§ Consegna 1:
Per favore, riassumi in due frasi il brano sulla gestione del cervo in Abruzzo.

§ Brano di lettura:
=-=-=-=-=

«Si apprendono dagli organi di stampa le dichiarazioni dell’assessore regionale Emanuele Imprudente e del presidente del Parco regionale Sirente Velino Francesco D’Amore circa la gestione del Cervo in Abruzzo e nel Parco, a seguito del convegno tenutosi il 30 aprile scorso a Fagnano Alto. Dichiarazioni che vanno tutte nell’unica direzione di intervenire sulla popolazione del Cervo e che lasciano alquanto sconcertati e perplessi».
Sono le dichiarazioni del WWF Abruzzo dopo l’incontro che si è tenuto nei giorni scorsi sulla gestione del cervo. Nel resto d’Italia il cervo è una specie cacciabile, che entra in filiera grazie alle sue carni succulente ed eccellenti, e crea indotto, vera e propria risorsa del e sul territorio, mentre in Abruzzo il solo pensare di fare gestione venatoria della specie viene considerato un’eresia.

=-=-=-=-=

Esempi di etichettatura a punti

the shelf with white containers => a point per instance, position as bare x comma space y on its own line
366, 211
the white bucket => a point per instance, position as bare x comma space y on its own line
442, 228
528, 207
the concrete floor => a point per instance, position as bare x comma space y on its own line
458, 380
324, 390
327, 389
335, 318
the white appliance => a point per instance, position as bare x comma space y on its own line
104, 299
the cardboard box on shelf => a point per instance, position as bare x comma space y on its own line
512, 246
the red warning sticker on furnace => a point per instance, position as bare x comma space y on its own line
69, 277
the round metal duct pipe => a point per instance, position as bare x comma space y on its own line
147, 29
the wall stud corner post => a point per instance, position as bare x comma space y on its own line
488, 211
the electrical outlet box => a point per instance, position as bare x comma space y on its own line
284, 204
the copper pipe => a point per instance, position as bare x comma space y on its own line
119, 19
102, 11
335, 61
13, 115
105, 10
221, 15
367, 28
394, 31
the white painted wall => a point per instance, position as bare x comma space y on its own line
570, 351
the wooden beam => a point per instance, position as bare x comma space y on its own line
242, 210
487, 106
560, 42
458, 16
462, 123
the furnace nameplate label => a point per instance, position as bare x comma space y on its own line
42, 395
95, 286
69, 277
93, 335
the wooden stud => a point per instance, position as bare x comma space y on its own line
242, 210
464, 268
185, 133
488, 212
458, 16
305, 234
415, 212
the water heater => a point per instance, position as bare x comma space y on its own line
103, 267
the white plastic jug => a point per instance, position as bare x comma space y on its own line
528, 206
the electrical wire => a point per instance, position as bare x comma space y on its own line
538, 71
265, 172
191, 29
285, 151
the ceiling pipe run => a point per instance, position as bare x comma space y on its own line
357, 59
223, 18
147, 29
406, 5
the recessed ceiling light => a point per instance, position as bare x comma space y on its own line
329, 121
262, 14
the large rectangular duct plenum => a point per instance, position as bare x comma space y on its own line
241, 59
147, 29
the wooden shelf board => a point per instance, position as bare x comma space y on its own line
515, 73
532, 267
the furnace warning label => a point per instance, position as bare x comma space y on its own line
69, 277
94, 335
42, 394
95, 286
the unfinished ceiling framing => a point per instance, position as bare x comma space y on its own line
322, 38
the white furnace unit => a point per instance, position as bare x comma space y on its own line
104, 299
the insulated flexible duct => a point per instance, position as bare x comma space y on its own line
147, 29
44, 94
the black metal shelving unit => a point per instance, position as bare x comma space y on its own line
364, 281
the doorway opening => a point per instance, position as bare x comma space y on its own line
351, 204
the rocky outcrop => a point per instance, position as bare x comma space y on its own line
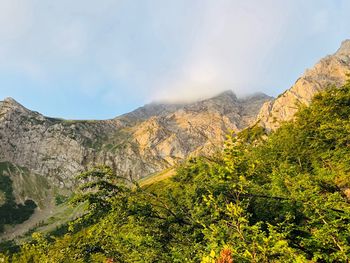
329, 71
136, 144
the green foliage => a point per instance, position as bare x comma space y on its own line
277, 198
10, 211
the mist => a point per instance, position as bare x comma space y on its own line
85, 59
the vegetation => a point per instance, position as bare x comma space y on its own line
11, 212
277, 198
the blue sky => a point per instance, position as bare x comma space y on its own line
86, 59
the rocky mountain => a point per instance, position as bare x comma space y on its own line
136, 144
40, 156
329, 71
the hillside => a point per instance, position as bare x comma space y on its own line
331, 70
281, 198
52, 151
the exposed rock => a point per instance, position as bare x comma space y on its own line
142, 142
329, 71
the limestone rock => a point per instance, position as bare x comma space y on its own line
329, 71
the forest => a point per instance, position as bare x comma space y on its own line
281, 196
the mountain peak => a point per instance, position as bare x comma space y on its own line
10, 103
225, 94
344, 48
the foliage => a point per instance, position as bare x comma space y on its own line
277, 198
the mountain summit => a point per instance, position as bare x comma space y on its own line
332, 70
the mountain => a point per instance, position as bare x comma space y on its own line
136, 144
40, 156
329, 71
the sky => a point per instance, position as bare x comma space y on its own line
87, 59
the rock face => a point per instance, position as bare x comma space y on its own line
329, 71
136, 144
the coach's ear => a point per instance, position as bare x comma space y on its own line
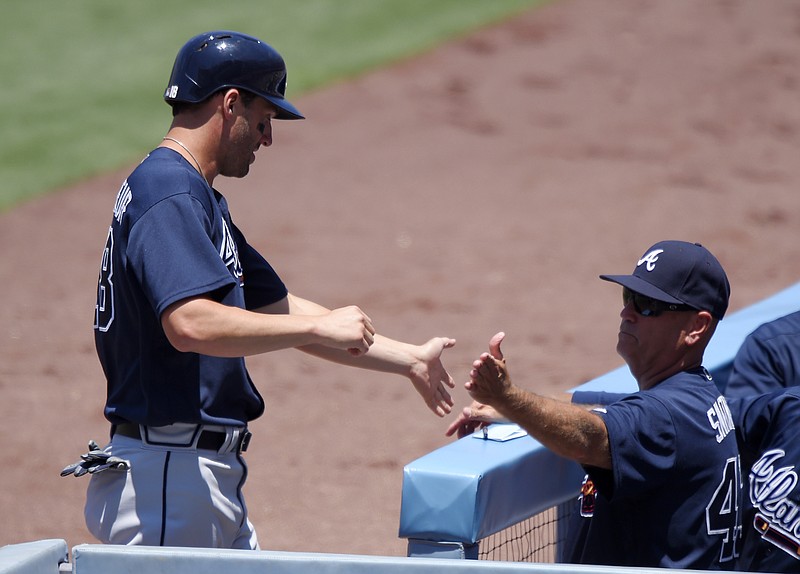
701, 328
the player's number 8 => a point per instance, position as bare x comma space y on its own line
104, 308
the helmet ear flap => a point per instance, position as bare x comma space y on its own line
222, 59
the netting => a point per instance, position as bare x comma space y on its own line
535, 539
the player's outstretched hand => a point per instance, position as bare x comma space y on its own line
474, 417
348, 328
430, 378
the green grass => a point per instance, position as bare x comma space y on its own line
83, 79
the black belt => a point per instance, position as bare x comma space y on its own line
208, 440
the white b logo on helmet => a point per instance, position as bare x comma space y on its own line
650, 259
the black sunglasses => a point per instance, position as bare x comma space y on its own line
649, 307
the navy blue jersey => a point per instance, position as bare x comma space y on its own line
671, 497
767, 429
171, 238
768, 360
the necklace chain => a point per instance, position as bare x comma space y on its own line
200, 169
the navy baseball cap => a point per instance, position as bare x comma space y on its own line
680, 273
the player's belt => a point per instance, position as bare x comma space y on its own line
208, 439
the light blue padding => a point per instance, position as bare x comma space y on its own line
472, 488
40, 557
98, 559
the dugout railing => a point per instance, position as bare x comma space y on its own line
458, 497
53, 557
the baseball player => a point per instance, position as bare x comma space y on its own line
766, 428
768, 360
663, 482
183, 297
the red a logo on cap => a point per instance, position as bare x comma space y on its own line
650, 259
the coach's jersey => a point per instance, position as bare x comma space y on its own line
171, 238
767, 429
768, 360
672, 497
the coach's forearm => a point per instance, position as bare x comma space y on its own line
566, 429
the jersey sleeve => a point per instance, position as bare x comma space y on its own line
642, 440
752, 416
171, 252
755, 370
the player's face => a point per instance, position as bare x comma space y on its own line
251, 129
652, 345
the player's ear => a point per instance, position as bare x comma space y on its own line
229, 99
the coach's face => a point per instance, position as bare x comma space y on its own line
654, 348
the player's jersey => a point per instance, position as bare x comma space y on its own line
766, 426
672, 497
768, 360
172, 237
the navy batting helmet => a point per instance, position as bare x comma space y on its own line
221, 59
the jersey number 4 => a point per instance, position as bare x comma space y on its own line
723, 516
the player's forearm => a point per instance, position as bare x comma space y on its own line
206, 327
385, 355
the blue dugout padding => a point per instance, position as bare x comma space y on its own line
472, 488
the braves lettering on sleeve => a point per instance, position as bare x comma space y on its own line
673, 496
766, 427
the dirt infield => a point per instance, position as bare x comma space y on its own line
481, 187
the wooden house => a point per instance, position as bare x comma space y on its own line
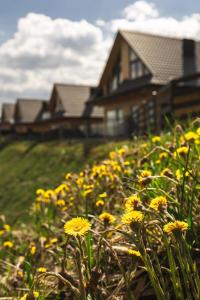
72, 114
138, 66
31, 116
7, 117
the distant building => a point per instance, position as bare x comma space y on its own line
72, 114
138, 66
7, 117
30, 116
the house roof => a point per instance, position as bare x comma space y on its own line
8, 112
74, 98
29, 110
163, 56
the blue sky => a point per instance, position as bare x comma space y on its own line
11, 10
47, 41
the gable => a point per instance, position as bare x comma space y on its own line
162, 55
119, 59
28, 110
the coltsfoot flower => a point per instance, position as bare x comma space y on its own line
99, 203
60, 202
134, 252
144, 177
107, 218
159, 203
25, 297
42, 270
190, 136
132, 203
8, 244
132, 217
167, 172
176, 226
77, 226
181, 151
156, 139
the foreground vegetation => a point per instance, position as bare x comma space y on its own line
28, 165
125, 228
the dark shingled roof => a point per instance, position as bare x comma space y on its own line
162, 55
7, 115
29, 110
74, 98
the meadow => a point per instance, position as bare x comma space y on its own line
125, 226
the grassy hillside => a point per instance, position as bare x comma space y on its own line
127, 227
26, 166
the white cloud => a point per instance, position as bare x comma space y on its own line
45, 50
140, 10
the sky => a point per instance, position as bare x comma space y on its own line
48, 41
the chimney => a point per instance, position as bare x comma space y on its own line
189, 57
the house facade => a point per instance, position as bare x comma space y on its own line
7, 118
138, 67
72, 114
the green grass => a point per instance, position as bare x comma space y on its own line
26, 166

=-=-=-=-=

§ Consegna 2:
Individua nei record ogni riga che contiene la parola "dugout" e trascrivila.

§ Risposta completa 1:
Il WWF Abruzzo si dice sconcertato e perplesso per le dichiarazioni dell'assessore regionale Emanuele Imprudente e del presidente del Parco regionale Sirente Velino Francesco D'Amore, rilasciate a seguito del convegno del 30 aprile a Fagnano Alto, che vanno tutte nella direzione di intervenire sulla popolazione del cervo. Nel resto d'Italia il cervo è una specie cacciabile che entra in filiera per le sue carni e crea indotto, mentre in Abruzzo anche solo pensare a una gestione venatoria della specie è considerato un'eresia.

§ Risposta completa 2:
the dugout railing => a point per instance, position as bare x comma space y on its own line
the blue dugout padding => a point per instance, position as bare x comma space y on its own line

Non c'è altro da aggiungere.